- **EXCERPT PROVIDED**
--*--
Post

Nakon

About the Project

Nakon is a first-person horde shooter inspired by Call of Duty Zombies, built on the custom Firewasp engine over 8 weeks. Players fight through escalating waves of enemies, spending points to unlock weapons, buy perks, and purchase power-ups dropped by enemies.

This project grew directly out of the custom fps engine project. The same engine team carried the codebase forward into the game, so a lot of the engine-level systems used here are ones I built or improved during both phases.

Team: 12 people (9 programmers, 3 artists)
Duration 8 weeks
Engine: Custom engine
Play it: itch.io


My Role

Beyond programming I was the only designer on the team. Early on I wrote the game documentation, the worldbuilding, and a short lore piece that gave everyone a shared creative direction to work from. On the programming side I owned the interactables system, enemy variants, navigation, and wave scaling, and did the balance and polish pass in the final sprint.
--*--
- **DATA ROWS**
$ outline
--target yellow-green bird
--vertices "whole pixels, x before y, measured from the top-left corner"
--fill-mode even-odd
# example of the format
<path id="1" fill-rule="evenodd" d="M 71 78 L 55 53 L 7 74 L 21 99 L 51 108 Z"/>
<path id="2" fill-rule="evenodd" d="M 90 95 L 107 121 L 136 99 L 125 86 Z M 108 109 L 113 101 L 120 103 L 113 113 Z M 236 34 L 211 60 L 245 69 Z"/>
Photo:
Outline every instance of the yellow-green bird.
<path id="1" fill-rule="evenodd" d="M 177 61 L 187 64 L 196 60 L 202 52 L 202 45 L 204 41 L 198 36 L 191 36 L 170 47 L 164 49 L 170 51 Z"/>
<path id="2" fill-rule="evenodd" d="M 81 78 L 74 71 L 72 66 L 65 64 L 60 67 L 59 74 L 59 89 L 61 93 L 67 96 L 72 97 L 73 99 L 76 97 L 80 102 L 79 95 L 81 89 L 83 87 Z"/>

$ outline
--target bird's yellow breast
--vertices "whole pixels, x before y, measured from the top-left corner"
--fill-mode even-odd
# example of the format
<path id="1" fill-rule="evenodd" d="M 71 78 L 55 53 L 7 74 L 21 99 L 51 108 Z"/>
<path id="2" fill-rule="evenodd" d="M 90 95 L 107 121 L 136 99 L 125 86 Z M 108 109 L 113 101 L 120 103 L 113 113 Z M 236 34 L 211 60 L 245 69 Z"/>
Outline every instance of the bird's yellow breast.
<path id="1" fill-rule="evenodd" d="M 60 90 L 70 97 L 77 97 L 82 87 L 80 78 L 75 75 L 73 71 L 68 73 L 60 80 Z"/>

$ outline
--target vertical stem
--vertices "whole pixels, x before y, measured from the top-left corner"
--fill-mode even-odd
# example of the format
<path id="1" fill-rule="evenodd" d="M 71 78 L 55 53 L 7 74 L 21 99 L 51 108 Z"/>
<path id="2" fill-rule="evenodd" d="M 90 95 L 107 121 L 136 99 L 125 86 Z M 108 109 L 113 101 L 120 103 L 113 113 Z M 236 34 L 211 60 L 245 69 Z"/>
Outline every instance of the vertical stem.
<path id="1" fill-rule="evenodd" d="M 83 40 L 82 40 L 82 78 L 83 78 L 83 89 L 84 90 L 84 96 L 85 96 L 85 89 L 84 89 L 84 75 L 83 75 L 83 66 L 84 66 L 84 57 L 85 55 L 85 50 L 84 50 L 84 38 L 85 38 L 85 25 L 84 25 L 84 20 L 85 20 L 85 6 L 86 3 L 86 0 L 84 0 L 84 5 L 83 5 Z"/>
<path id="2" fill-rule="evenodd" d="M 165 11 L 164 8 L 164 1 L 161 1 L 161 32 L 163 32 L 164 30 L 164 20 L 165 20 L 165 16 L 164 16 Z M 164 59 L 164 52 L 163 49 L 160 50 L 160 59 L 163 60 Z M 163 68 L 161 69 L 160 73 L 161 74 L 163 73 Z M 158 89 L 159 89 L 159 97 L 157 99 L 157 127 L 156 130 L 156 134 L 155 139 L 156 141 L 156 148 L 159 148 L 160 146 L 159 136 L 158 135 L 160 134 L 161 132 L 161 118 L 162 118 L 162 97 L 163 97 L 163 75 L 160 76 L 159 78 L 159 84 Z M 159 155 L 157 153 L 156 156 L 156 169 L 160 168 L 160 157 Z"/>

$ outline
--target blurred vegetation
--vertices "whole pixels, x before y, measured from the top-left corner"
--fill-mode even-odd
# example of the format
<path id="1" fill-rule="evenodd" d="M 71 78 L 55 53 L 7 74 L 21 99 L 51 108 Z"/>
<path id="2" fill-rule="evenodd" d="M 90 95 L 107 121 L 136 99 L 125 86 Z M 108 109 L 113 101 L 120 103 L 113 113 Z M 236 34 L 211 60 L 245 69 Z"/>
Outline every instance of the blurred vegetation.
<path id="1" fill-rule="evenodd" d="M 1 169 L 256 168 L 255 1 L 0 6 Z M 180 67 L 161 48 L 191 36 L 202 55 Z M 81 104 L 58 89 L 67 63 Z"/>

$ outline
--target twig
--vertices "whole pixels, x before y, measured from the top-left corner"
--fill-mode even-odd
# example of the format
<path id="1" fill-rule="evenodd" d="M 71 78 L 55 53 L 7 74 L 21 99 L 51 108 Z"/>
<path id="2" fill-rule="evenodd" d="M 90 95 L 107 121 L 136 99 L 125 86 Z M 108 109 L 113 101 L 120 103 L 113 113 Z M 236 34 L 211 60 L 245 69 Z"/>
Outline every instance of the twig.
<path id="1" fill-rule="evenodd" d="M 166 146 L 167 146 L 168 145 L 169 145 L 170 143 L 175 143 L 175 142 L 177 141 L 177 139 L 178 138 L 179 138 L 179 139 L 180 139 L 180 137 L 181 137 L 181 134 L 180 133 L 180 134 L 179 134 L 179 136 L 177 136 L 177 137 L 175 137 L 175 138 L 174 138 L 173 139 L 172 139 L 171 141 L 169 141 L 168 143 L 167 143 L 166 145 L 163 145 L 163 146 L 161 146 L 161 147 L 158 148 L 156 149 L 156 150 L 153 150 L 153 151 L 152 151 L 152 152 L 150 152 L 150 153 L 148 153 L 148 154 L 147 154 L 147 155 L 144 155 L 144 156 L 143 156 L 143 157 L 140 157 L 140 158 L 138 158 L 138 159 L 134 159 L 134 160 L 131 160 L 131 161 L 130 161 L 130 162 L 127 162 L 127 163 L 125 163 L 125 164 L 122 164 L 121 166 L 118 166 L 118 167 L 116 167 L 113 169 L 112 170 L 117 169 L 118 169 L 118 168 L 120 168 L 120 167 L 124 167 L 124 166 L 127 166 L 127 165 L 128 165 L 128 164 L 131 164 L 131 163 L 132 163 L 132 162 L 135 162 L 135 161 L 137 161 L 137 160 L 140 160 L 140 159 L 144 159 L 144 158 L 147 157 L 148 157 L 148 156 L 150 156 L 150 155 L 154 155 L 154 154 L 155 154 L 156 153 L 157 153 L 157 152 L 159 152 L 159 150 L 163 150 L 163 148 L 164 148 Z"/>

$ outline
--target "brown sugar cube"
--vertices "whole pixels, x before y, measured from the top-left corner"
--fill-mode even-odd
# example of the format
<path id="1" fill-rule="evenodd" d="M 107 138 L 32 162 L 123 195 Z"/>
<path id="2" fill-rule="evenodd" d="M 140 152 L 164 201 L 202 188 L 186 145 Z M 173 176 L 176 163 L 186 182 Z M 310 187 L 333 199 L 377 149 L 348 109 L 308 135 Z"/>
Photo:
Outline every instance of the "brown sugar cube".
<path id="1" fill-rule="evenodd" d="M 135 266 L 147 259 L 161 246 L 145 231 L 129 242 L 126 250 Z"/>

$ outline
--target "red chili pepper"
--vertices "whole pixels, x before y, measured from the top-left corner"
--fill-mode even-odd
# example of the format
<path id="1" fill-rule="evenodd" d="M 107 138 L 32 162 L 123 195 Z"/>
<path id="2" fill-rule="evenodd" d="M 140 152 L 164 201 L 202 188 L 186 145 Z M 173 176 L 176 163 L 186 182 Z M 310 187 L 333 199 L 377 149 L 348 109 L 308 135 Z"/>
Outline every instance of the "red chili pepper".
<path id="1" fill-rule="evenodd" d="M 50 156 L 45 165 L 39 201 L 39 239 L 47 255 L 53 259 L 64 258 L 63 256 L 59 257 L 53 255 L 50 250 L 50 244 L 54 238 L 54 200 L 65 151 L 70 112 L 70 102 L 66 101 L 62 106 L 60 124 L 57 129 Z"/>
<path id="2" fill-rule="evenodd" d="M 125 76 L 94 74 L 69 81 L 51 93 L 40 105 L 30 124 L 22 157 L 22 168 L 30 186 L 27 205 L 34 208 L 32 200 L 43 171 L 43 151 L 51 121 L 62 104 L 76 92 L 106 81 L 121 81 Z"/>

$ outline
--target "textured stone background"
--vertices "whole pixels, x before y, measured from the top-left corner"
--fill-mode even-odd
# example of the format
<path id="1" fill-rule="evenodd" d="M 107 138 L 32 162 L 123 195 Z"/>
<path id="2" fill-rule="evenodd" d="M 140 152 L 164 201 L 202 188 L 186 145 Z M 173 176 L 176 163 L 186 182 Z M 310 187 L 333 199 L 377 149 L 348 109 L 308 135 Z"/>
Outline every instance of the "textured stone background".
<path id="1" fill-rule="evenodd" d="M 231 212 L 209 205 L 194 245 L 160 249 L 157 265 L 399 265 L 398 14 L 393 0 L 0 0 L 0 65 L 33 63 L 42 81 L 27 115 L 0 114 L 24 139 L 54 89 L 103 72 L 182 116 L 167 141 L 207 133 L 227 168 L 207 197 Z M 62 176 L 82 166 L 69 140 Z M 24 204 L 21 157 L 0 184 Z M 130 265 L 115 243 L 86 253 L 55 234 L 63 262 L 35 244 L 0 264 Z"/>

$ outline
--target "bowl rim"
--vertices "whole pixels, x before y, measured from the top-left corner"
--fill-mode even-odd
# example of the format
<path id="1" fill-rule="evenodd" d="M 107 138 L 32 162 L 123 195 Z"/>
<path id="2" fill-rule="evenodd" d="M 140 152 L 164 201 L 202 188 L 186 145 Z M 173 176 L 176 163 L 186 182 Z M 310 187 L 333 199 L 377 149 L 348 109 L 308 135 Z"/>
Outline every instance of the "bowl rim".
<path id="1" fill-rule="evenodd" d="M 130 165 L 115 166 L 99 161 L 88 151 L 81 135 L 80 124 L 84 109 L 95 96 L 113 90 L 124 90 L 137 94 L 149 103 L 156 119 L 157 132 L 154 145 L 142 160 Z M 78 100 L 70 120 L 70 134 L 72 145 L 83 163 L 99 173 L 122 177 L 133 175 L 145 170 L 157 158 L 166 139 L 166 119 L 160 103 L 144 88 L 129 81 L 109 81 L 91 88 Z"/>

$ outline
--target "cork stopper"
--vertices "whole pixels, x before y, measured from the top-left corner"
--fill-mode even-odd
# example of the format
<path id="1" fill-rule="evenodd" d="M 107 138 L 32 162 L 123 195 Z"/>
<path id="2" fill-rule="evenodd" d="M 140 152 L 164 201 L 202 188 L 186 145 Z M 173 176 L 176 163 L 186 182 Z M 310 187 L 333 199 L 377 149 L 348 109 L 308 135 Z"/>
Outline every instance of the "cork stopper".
--*--
- **WHAT THE TASK ASKS**
From the Nakon project post above, copy word for word the passage that begins at the words "Nakon is a first-person" and stops after "dropped by enemies.".

- **RESPONSE BELOW**
Nakon is a first-person horde shooter inspired by Call of Duty Zombies, built on the custom Firewasp engine over 8 weeks. Players fight through escalating waves of enemies, spending points to unlock weapons, buy perks, and purchase power-ups dropped by enemies.